- Work to be completed
Can you rewrite the listing below with "test script" swapped for "robot arm" everywhere and nothing else changed? Leave the pictures out of your answer.
————
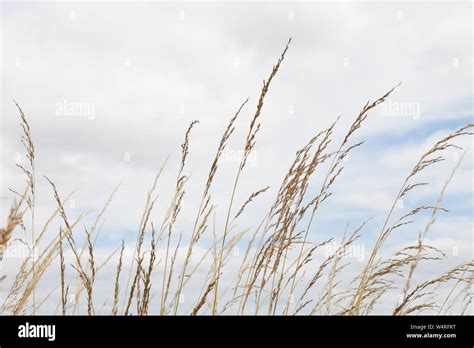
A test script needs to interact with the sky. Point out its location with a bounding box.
[0,1,474,312]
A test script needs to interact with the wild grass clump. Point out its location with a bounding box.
[0,39,474,315]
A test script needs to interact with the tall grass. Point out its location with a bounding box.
[0,39,474,315]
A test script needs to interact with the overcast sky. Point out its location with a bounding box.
[0,1,473,316]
————
- Written solution
A robot arm needs to interact with the sky. Point out its location with a bounding box.
[0,1,474,312]
A robot arm needs to interact with the wild grass clump. Point out its location with a bounding box.
[0,39,474,315]
A robot arm needs to interact with the tall grass. Point out its location with a bounding box.
[0,39,474,315]
A robot arm needs to interact with the overcast sky. Point out its location with a bounding box.
[0,1,473,316]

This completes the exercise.